Questions
• 1. Please reproduce the part of the abstract on childhood sexual abuse between "The first half" and "dynamics behind internalization.", inclusive.
• 2. Pick up the abstract on childhood sexual abuse after its final sentence and keep writing.

Passage provided
=====

FALL 2007

Deconstructing This Self: One Black Woman’s Exploration of Childhood Sexual Abuse and Process of Personal Reclamation

Keywords: Black female sexuality – critique of a stereotype, child sexual abuse, feminist critique, Feminist Inquiry, healing journey, Heuristic Process – Moustakas, identity formation

Abstract

Self-identity and its formation shape the broad query underlying this exploration, while the specific area of focus is childhood sexual abuse and its impact upon one’s sense of self and one’s sense of agency. This exploration strives to understand the factors that contribute to the perpetration of childhood sexual abuse, looking at socio-cultural reality that is grounded in patriarchal theology, as well as particular historical views of black female sexuality that might have contributed to my own abuse. Evidenced is how internalization of the abuser’s regard leads to distortions of self-concept.

The first half of the exploration is an examination of concomitant contributors to childhood sexual abuse. This includes investigating the theological ground from which modern dysfunctional views of sexuality sprouted, the socio-historical and cultural determinants of the way black women’s sexuality is currently perceived, and the dynamics behind internalization.

The second half of the exploration details my personal journey (1) and process of reclamation, and employs the heuristic research paradigm developed by Clark Moustakas. (2) Here the reader is invited to attend the ongoing recovery of memory and personal power that were stunted by my experience of childhood sexual abuse. An earth-based spiritual tradition rooted in Africa and premised on respect for all life is at the center of my healing journey. Dreams are the journey’s epistemological core.

=====

Stored entries:
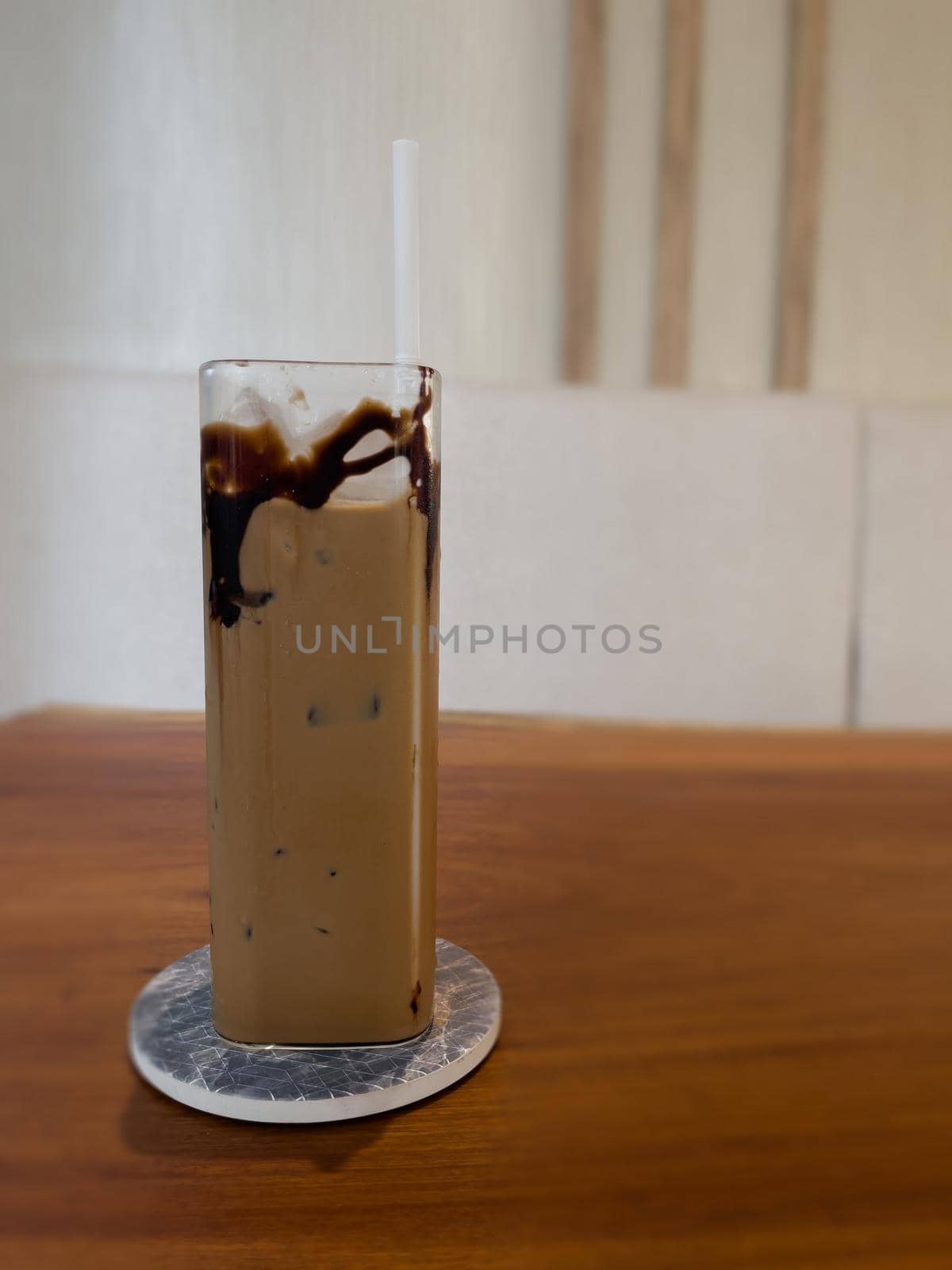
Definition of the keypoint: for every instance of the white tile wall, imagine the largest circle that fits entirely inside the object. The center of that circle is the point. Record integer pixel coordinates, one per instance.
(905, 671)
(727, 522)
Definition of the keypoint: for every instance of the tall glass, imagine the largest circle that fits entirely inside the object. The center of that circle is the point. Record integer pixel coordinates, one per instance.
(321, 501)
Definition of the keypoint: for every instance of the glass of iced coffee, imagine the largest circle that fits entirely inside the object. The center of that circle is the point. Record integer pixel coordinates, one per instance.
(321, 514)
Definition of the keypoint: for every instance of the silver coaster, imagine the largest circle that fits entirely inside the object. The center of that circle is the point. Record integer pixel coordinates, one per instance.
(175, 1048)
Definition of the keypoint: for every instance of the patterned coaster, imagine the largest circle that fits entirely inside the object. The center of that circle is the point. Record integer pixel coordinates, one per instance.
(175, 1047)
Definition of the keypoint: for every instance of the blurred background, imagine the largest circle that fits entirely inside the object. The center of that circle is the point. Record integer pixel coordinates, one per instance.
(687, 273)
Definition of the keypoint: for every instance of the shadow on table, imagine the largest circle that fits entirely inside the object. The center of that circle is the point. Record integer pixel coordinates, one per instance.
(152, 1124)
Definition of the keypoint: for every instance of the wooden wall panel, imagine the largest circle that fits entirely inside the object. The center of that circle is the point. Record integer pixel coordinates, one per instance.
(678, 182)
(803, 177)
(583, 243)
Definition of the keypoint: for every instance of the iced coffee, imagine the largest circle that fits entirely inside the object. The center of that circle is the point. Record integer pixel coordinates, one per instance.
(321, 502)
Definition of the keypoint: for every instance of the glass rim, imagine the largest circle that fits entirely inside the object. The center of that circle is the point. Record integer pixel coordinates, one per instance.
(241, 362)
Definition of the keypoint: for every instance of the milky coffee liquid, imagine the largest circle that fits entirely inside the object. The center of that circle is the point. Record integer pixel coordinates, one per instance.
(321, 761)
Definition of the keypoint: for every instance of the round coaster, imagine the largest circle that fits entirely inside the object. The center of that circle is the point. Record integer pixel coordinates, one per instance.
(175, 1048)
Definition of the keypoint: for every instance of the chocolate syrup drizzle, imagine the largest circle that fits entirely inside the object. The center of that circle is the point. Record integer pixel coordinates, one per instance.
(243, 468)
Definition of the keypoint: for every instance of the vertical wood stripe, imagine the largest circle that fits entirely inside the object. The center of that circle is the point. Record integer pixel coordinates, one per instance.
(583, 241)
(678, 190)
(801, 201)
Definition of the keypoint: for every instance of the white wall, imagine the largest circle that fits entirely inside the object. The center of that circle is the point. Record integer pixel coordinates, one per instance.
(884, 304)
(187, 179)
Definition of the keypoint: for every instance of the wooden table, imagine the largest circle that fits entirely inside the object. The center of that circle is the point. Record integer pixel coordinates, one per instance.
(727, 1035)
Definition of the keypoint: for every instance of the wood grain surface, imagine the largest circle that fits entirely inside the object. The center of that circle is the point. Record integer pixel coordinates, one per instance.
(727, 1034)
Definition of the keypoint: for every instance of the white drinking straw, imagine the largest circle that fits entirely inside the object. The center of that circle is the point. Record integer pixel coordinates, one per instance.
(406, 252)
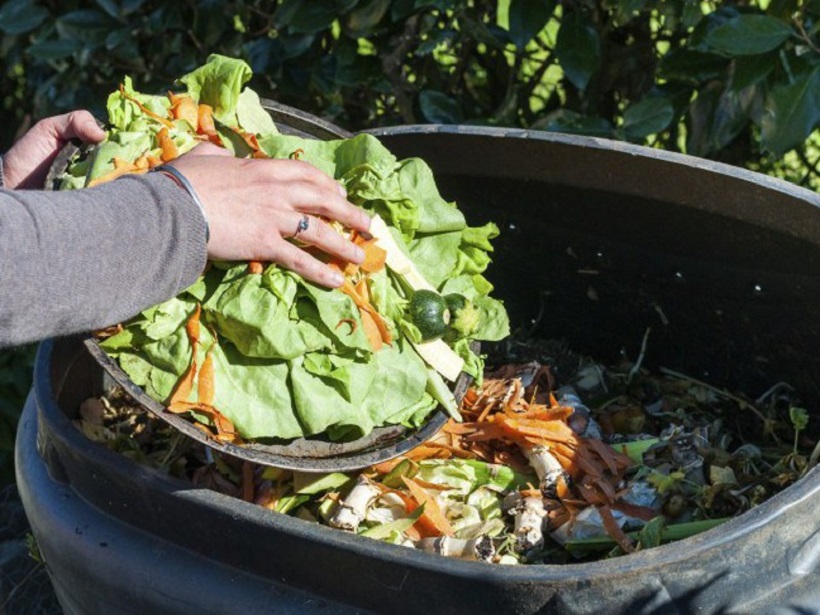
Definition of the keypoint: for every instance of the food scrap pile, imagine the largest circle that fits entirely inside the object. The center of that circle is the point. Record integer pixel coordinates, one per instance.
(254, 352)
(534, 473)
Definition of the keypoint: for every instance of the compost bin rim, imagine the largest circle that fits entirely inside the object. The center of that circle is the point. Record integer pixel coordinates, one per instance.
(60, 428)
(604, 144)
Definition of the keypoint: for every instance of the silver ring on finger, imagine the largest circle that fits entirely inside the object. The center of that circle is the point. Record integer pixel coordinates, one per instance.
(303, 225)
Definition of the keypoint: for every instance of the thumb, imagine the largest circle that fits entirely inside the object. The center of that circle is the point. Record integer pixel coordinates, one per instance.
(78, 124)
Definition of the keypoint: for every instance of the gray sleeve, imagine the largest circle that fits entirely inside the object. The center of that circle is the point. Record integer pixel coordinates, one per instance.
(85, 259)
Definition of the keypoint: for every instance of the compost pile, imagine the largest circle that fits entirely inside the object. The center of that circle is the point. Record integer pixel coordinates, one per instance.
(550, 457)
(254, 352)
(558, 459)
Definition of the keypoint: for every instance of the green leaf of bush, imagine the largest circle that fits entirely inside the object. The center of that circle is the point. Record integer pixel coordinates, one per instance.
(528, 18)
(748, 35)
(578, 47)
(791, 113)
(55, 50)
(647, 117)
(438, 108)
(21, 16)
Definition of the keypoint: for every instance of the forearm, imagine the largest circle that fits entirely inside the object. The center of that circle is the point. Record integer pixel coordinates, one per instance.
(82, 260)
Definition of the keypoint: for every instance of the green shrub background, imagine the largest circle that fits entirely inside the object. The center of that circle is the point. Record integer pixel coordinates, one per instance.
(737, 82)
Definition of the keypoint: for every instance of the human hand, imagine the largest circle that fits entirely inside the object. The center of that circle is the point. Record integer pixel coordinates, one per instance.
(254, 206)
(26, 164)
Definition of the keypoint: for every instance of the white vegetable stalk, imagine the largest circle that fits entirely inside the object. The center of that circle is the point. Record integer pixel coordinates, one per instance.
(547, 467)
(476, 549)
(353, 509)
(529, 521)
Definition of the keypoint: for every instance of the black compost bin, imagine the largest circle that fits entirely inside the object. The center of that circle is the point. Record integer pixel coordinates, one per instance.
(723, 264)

=====

List of answers
• 1.
The first half of the exploration is an examination of concomitant contributors to childhood sexual abuse. This includes investigating the theological ground from which modern dysfunctional views of sexuality sprouted, the socio-historical and cultural determinants of the way black women’s sexuality is currently perceived, and the dynamics behind internalization.

• 2.
Introduction
Premise: The Constructed Self

“William James offered an alternative to the notion that self-identify is based in a mental or self substance. Personal identify is, he said, an idea that a person constructs.” (3) The personal self is constructed from the accumulation of experiences, responses, and feedback one receives throughout life.

The human disciplines attribute the development of the notion of personal identity and the self to symbolic and bodily interaction within the social environment. . . . The concept of self . . . is a construction built on other people’s responses and attitudes toward a person. . . . In order to come to a unified and concordant self concept and personal identify, then, the person needs to synthesize and integrate the diverse social responses he or she experiences. (4)

Early experiences are foundational in shaping our psyches and the way we interact with and walk in the world. (5) This exploration will address childhood sexual abuse (6) from the macro perspective of socio-historical and cultural factors contributing to its existence and from the micro perspective of its impact on women’s lives. (7)

Because this is also my story, I wondered if perceptions of black women’s sexuality are projected onto the black female child, and how these perceptions have been fostered. With this in mind I look at a common stereotype of black female sexuality that resonates in my own experience. Employing a structured research format has facilitated the telling of painful personal history.

Overview

Childhood sexual abuse leaves scars that are deep, and it invariably impacts adult functioning. (8) Accounts by women who have experienced childhood sexual abuse vary as to its impact in their lives. (9) But all have been impacted. The trajectory of their self-development was invariably altered by the experience and trauma of childhood sexual abuse. “Violence sends deep roots into the heart.” (10)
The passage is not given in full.